**What you should do**
Reproduce the rows below word for word, from the line with "Guideline: for every instance of the white t-shirt, the" through the final line, both included, and nothing else.

**Supplied material**

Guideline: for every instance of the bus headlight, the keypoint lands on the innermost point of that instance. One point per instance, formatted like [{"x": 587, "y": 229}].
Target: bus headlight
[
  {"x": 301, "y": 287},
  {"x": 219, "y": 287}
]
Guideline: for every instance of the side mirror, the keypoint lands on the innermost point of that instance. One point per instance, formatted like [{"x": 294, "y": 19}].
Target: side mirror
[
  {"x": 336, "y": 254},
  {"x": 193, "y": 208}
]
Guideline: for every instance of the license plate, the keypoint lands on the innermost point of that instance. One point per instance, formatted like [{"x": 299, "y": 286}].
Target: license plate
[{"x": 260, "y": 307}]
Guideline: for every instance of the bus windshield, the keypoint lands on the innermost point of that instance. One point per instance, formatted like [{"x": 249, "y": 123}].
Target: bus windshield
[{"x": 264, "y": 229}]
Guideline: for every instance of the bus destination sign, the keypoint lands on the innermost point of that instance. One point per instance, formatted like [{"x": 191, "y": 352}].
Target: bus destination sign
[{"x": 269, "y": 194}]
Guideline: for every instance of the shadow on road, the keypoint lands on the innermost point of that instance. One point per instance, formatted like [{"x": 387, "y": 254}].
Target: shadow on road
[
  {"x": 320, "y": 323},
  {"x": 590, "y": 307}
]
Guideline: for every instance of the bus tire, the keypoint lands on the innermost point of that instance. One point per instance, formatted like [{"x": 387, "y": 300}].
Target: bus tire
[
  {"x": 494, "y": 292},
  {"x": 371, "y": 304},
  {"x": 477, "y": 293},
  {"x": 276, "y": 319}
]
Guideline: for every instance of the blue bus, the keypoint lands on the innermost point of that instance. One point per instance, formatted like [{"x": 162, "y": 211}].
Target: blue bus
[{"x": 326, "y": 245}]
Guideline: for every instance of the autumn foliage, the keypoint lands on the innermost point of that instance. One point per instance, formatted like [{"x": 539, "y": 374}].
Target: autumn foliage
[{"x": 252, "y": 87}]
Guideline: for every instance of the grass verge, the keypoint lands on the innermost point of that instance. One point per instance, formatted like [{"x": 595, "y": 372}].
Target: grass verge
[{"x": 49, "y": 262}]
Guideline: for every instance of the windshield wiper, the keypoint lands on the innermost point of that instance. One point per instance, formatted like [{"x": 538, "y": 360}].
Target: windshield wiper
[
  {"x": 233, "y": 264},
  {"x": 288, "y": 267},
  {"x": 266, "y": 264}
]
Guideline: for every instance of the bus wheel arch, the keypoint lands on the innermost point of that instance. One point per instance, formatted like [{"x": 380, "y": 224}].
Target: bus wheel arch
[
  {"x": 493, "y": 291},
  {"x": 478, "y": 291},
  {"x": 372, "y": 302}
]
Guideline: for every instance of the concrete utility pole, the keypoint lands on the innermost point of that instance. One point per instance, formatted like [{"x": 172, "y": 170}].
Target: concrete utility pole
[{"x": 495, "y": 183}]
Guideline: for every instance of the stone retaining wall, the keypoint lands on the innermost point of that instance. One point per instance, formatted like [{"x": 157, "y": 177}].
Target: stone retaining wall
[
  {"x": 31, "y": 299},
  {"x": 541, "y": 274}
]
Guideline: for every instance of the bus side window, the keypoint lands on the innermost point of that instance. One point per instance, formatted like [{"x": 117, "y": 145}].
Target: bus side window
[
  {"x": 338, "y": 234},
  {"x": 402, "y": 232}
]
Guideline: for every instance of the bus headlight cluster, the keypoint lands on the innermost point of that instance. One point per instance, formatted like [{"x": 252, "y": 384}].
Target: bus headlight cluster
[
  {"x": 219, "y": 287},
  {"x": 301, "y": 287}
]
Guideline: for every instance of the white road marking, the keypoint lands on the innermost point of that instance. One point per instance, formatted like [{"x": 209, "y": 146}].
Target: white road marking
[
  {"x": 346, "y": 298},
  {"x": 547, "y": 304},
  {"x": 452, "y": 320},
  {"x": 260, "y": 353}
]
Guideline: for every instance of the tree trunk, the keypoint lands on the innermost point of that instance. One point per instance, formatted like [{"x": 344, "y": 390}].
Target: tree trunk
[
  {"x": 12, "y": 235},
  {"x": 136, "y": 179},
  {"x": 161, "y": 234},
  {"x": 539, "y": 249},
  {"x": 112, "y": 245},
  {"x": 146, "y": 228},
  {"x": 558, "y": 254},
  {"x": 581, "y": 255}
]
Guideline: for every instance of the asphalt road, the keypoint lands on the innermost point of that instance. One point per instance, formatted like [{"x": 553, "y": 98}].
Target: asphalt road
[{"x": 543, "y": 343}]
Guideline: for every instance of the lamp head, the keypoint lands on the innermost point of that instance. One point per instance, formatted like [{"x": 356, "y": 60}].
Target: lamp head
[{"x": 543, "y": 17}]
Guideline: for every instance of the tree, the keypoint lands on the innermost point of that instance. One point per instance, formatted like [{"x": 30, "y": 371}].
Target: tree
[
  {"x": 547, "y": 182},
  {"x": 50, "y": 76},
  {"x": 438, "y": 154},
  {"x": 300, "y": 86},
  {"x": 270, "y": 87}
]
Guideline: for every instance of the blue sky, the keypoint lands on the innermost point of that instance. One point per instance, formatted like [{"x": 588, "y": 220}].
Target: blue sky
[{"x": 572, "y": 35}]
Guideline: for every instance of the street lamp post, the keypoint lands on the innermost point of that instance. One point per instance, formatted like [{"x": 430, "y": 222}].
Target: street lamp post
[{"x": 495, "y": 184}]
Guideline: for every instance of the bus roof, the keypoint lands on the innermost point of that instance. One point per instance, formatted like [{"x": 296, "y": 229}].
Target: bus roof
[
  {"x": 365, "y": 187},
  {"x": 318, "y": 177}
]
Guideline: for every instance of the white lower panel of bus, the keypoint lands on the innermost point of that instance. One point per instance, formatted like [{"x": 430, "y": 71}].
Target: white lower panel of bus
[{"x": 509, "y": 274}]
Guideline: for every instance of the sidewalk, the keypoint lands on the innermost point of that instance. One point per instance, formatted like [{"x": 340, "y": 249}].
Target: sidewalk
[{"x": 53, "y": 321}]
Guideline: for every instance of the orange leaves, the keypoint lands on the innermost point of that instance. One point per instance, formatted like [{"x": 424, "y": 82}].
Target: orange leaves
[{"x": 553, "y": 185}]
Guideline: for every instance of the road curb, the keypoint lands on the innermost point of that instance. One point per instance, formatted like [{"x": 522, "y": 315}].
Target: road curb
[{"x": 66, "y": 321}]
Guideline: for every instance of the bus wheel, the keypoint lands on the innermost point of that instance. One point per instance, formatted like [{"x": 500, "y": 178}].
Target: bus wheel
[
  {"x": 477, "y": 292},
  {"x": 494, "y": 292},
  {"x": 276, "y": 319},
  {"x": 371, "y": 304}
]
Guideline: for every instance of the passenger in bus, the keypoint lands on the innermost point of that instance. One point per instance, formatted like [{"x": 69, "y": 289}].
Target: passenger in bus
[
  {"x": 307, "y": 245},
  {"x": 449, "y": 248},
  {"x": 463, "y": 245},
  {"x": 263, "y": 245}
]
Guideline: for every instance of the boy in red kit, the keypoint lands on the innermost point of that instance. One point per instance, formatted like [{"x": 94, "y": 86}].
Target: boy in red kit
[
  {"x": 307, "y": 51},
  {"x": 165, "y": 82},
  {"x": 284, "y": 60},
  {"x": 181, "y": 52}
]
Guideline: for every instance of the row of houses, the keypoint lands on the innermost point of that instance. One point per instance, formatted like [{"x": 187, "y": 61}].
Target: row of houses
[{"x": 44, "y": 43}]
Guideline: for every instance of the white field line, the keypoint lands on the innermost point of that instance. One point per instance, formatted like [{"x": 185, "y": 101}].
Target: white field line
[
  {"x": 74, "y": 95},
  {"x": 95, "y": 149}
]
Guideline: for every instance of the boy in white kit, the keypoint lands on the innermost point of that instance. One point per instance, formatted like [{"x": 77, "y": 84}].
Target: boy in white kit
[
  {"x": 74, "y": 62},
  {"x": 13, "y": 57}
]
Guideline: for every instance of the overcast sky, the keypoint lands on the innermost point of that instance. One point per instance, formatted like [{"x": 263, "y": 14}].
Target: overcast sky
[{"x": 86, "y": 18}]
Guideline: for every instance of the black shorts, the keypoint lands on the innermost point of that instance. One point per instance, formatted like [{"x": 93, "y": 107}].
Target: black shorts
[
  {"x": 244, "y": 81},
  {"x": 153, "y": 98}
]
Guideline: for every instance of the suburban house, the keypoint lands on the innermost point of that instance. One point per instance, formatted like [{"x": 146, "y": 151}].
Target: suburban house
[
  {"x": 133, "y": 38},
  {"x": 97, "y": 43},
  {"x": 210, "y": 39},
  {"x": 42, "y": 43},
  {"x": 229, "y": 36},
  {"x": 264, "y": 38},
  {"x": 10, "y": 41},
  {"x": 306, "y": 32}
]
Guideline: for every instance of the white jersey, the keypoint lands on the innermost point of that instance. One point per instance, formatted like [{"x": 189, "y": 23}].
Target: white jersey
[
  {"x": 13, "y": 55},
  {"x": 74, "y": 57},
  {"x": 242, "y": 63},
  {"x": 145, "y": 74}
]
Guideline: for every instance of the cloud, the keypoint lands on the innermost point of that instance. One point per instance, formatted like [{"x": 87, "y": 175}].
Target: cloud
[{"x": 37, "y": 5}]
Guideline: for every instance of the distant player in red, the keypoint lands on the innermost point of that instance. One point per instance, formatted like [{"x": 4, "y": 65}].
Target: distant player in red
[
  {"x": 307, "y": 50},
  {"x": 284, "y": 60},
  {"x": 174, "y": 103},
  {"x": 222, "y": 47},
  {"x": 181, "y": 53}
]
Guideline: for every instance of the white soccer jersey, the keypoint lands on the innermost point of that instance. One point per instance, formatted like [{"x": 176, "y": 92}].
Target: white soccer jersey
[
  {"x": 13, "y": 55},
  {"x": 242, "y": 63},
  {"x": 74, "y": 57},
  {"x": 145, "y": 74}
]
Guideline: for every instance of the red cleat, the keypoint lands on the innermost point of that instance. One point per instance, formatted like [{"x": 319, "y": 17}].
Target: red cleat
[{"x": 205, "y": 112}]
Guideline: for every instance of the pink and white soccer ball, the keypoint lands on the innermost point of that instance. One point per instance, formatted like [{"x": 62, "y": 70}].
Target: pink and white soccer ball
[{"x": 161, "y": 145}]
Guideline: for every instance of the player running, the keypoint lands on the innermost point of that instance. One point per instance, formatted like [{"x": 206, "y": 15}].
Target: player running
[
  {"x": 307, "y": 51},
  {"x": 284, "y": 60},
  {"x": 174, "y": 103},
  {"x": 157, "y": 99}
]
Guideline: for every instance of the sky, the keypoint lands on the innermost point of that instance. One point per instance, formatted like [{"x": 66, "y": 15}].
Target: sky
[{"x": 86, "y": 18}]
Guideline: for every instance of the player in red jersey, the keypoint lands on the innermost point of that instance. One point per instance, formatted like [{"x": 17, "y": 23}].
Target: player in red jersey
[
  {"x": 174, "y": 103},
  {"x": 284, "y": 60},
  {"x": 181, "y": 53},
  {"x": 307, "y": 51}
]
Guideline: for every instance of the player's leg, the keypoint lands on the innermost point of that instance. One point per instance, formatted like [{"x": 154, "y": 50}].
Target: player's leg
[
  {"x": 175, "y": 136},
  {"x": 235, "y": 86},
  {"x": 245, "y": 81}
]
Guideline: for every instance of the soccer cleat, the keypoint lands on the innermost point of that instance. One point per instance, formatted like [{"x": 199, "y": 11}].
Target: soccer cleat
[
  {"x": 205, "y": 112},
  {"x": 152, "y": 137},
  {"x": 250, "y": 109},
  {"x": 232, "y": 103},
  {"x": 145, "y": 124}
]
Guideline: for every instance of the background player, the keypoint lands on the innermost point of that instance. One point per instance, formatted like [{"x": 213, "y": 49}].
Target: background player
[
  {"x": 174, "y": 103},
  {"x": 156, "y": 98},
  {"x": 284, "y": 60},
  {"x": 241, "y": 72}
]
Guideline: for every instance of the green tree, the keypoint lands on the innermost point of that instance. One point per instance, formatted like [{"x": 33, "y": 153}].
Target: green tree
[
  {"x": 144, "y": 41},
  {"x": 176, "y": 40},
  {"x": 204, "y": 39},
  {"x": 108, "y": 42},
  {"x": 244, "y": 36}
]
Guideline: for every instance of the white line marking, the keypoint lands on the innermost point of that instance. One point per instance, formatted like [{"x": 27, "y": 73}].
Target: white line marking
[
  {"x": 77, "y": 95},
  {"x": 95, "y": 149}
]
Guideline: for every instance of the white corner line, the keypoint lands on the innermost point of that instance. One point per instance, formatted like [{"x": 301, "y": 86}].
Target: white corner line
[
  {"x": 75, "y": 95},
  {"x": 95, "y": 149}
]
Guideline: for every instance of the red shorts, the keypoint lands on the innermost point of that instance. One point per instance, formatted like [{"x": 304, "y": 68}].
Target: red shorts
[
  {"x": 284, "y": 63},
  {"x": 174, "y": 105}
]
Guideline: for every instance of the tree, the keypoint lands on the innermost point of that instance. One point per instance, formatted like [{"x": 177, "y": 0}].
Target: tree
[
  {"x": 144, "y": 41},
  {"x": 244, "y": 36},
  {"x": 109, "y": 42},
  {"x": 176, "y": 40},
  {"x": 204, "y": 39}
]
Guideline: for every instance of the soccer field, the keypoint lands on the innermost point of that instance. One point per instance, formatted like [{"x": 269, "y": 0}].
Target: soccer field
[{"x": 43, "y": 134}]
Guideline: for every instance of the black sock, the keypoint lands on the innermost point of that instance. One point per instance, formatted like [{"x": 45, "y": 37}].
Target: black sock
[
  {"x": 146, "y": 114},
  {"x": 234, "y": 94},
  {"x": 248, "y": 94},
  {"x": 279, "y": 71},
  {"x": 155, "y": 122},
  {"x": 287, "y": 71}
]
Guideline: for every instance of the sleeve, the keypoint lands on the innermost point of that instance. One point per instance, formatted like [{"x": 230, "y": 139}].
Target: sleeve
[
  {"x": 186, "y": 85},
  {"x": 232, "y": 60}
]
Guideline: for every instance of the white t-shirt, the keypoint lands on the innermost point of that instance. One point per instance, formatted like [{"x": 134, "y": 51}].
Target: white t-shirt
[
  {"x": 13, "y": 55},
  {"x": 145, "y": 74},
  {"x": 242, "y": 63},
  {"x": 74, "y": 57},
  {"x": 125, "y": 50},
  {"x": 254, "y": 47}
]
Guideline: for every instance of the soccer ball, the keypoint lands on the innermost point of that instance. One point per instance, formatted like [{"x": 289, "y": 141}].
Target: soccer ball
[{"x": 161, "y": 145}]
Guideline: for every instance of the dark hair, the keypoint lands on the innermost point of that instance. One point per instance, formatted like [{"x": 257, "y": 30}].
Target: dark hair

**Complete output**
Guideline: for every instance of the white t-shirt, the keypoint lands on the innermost point of that instance. One point per instance, formatted like [{"x": 134, "y": 51}].
Target: white t-shirt
[
  {"x": 13, "y": 55},
  {"x": 145, "y": 74},
  {"x": 242, "y": 63},
  {"x": 74, "y": 57},
  {"x": 125, "y": 50},
  {"x": 254, "y": 47}
]
Guideline: for every instance of the soccer ball, the keypoint lands on the innermost point of that instance. One point per instance, formatted like [{"x": 289, "y": 141}].
Target: soccer ball
[{"x": 161, "y": 145}]
Guideline: for every instance of the dark hair, the keypoint lands on the innermost point of that instance. One point per instance, formatted like [{"x": 257, "y": 30}].
Target: dark hair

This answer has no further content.